* _Tareas a realizar_:
1 – Enumera todos los periódicos y revistas que se nombran en el texto sobre la salida de Darío Valcárcel de ABC.
2 – Prosigue la redacción del texto sobre la salida de Darío Valcárcel de ABC a partir de su última oración.

* _Texto proporcionado_:
------------
14 diciembre 1988

Será reemplazado como Subdirector de Opinión por J. M. Santiago Castelo

Dario Valcárcel deja ABC abandonando su cargo de subdirector por discrepancias con el director Luis Mª Anson

Hechos

El 13.12.1988 El nombre de D. Dario Valcárcel figuró por última vez como ‘Subdirector’ de ABC en su macheta para pasar a ser ‘Adjunto a la presidencia de Prensa Española S. A.’.

Lecturas

La mala sintonía entre D. Luis María Anson Oliart y D. Darío Valcárcel Lezcano como Director y Subdirector de ABC se traduce al cese de Valcárcel Lezcano el 14 de diciembre de 1988 como subdirector y su reemplazo por el periodista D. Joaquín Vila Sanz. El Sr. Valcárcel Lezcano no había sido nombrado Subdirector por el Sr. Anson Oliart sino por su antecesor, D. Guillermo Luca de Tena Brunet, que sigue siendo el propietario del periódico como presidente de Prensa Española y es quien le había respaldado hasta ahora para poder aguantar cinco años junto al Sr.  Anson Oliart.

Con su marcha el Sr.  Valcárcel Lezcano pasará a ocupar el cargo de ‘Adjunto al presidente de Prensa Española’ hasta su desvinculación del medio.

En febrero de 1996 en la revista Informe Semanal de Política Exterior D. Darío Valcárcel Lezcano denunciará la existencia en España de “un grupo de profesionales de la información que practica la extorsión, la difusión de falsas noticias y la protección de redes de delincuencia”. Desde el diario Cinco Días asumen que se refiere a D. Luis María Anson Oliart.

Tres incompetentes censores

Carlos Dávila

Leer

Puedo hablar de tres grupales de menor cuantía. Periodistas o proximadamente algo así. Los tres del ABC verdadero, que escribe Luis María Anson. Claro está que ninguno de estos tres. Darío Valcárcel, Rafael Góngora (él se colocaba una preposición entre el nombre y apellido para darse pote) o Manuel Adrio no fueron otra cosa que una rémora para el ABC al que se refiere uno de los cuatro directores de periódico más importantes del siglo XX y en algún caso del XXI. Son, él mismo, Anson, Emilio Romero, el primer Cebrián de EL PAÍS y Pedro J. Ramírez.
------------
* _Datos proporcionados_:

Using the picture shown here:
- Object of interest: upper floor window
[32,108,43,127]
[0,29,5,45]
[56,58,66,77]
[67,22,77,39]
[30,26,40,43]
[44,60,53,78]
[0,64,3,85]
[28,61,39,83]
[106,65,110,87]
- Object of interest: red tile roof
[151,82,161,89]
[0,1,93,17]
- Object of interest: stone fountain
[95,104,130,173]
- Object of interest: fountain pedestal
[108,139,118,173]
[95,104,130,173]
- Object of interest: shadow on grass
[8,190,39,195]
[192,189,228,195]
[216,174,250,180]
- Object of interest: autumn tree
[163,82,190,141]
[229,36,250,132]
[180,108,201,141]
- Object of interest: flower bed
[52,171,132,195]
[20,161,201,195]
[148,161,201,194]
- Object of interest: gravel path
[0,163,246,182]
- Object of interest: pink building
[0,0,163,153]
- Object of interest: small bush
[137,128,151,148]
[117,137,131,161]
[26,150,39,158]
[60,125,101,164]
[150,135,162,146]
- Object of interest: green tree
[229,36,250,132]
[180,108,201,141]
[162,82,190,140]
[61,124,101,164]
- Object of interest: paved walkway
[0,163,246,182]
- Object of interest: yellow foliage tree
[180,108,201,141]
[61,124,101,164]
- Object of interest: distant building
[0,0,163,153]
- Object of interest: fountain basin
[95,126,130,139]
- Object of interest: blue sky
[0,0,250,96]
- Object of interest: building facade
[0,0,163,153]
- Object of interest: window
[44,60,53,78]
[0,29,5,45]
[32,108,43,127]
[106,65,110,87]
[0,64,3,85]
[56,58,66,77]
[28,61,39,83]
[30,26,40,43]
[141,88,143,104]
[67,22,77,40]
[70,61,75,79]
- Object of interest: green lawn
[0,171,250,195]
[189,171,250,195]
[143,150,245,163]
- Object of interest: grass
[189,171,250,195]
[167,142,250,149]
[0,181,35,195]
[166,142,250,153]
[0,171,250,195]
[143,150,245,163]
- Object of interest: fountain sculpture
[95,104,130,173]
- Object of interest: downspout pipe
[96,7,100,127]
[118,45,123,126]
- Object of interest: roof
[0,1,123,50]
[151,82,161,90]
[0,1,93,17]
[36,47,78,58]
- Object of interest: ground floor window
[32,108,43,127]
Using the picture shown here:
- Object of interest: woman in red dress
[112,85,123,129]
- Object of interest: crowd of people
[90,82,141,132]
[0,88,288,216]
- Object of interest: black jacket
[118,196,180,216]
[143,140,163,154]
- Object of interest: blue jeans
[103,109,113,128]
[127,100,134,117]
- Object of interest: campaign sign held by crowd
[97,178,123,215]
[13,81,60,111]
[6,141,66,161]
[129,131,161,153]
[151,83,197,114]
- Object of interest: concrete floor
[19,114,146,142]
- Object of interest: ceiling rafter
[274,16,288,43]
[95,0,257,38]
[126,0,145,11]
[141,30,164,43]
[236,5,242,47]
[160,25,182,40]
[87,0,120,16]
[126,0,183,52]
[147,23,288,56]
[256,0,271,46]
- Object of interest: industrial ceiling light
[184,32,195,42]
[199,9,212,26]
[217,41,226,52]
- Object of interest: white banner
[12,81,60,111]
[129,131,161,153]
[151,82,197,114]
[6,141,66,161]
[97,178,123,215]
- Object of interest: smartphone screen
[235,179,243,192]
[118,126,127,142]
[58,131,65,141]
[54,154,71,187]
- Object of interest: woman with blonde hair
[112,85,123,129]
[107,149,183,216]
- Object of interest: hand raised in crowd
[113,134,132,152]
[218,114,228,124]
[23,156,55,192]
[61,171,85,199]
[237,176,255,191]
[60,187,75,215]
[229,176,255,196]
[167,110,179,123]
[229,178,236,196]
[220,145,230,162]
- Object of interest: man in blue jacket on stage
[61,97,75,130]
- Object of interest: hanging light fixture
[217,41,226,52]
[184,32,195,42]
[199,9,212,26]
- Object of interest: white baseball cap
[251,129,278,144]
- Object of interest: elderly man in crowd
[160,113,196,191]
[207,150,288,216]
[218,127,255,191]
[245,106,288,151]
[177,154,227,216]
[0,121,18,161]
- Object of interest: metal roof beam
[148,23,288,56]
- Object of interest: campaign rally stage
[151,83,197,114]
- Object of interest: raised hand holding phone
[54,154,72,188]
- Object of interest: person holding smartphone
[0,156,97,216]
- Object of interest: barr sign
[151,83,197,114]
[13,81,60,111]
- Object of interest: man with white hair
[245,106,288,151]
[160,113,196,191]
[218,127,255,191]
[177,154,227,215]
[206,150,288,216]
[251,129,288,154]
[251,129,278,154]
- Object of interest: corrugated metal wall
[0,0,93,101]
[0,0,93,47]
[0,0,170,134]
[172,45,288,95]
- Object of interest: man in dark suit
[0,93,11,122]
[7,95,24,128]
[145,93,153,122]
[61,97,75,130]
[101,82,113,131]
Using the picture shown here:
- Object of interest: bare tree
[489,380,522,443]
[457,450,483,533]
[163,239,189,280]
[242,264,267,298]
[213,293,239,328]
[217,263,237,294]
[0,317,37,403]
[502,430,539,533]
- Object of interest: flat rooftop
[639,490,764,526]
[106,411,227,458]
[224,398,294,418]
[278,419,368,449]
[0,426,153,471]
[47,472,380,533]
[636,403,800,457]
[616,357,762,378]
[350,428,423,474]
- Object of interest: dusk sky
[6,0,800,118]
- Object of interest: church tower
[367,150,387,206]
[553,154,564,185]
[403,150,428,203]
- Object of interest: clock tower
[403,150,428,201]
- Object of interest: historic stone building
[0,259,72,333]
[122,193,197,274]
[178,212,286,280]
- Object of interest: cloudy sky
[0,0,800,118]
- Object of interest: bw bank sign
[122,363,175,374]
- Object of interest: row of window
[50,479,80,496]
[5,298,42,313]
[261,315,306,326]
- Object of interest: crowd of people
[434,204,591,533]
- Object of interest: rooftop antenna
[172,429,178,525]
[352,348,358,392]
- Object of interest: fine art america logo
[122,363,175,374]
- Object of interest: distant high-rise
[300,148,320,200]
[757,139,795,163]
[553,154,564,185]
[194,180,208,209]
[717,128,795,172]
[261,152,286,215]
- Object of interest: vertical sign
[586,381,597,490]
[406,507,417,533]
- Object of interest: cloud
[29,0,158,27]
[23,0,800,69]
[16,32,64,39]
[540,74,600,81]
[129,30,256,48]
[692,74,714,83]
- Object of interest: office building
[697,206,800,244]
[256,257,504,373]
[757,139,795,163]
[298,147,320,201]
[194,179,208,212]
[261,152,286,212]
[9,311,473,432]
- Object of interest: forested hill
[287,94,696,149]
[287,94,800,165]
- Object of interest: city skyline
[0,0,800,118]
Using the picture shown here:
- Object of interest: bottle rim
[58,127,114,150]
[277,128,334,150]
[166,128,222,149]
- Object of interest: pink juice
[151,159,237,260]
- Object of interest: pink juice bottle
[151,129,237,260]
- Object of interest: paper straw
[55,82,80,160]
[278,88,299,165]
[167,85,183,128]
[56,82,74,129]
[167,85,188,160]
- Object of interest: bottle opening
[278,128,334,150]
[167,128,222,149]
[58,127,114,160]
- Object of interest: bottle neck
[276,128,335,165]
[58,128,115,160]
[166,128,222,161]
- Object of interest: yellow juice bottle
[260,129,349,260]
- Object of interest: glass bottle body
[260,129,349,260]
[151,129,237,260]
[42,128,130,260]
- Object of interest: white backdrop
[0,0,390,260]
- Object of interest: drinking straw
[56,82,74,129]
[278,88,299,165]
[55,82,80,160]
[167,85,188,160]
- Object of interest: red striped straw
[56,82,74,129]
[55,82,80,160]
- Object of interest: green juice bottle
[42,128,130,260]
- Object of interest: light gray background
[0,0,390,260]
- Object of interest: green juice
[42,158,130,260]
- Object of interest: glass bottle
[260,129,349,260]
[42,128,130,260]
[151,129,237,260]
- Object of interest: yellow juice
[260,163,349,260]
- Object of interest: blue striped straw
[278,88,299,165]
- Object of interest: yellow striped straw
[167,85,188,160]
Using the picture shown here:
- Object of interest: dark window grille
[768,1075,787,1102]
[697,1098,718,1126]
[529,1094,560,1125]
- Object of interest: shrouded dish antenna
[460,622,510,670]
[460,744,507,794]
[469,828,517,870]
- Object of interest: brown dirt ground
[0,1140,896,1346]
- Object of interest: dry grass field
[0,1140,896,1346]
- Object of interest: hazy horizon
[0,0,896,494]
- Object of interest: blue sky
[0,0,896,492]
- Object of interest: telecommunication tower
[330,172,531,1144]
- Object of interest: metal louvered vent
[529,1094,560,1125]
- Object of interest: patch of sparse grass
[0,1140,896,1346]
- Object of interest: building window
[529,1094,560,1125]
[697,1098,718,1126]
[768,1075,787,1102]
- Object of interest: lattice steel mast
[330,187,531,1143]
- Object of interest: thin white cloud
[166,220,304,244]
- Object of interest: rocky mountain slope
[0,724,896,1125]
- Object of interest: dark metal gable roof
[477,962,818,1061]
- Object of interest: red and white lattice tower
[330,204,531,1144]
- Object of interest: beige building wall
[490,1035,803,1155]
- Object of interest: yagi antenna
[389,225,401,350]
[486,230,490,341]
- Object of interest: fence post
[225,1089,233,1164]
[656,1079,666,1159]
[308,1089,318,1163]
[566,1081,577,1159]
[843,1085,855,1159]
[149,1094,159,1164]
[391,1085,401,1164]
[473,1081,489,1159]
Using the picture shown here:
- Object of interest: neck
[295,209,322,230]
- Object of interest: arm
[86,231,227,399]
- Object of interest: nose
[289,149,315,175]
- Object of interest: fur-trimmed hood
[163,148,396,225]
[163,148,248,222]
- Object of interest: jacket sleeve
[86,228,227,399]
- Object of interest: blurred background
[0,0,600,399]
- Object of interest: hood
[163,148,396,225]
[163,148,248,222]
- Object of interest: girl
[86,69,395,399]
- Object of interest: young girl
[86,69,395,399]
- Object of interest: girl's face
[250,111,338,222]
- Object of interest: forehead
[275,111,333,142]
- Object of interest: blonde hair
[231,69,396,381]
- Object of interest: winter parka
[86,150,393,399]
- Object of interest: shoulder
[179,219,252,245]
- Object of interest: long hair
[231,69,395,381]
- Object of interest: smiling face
------------
* _Respuestas del ejercicio_:
1 – ABC, la revista Informe Semanal de Política Exterior, el diario Cinco Días y EL PAÍS.

2 –
Nada que ver con estos monstruos. Dario Valcárcel (D. V.) ha realizado una carrera de aquí para allá, más enjundiosa por sus pretensiones de influencia en lo universal que por su perfil profesional. Es un viceversa: un tipo del ABC a la competencia y así sucesivamente pero, eso sí, acumulando requiebros convertidos en puñaladas cuando el requerido comete la temeridad de darl a espalda. D. V. ha sido siempre un vigilante de la ortodoxia del momento (ora allí, ora allá, ora acullá) salvo, naturalmente, para sí mismo: podría haberse censurado el día en que, según todas las informaciones internas de la Casa, perpetró una historia falsa, miserable, para justificar que la Política Social del último franquismo lanzó a un estudiante, Ruano de apellido, por una ventana. Partidario muy interesado fue cuando ya se vislumbraba la catástrofe de UCD de pactar que este partido básico de la transición se entregara con armas y bagajes a la Alianza Popular del Fraga menos reformista. Esa tarea le ocupó grandes ratos en ABC, también usó mil desvelos destrozando los textos políticos en forma de crónica de todos los que se oponían a sus fines, también en sobarle el lomo estrepitosamente al editor y presidente de Prensa Española, Guillermo Luca de Tena, probablemente el editor más respetuoso, más liberal con sus redactores y colabroadores que yo haya conocido nunca. D. V. siempre pasa a mejor vida, incluso cobrando subvenciones para sus aventuras exteriores. Como se comprueba, guardo un hermoso recuerdo del sujeto.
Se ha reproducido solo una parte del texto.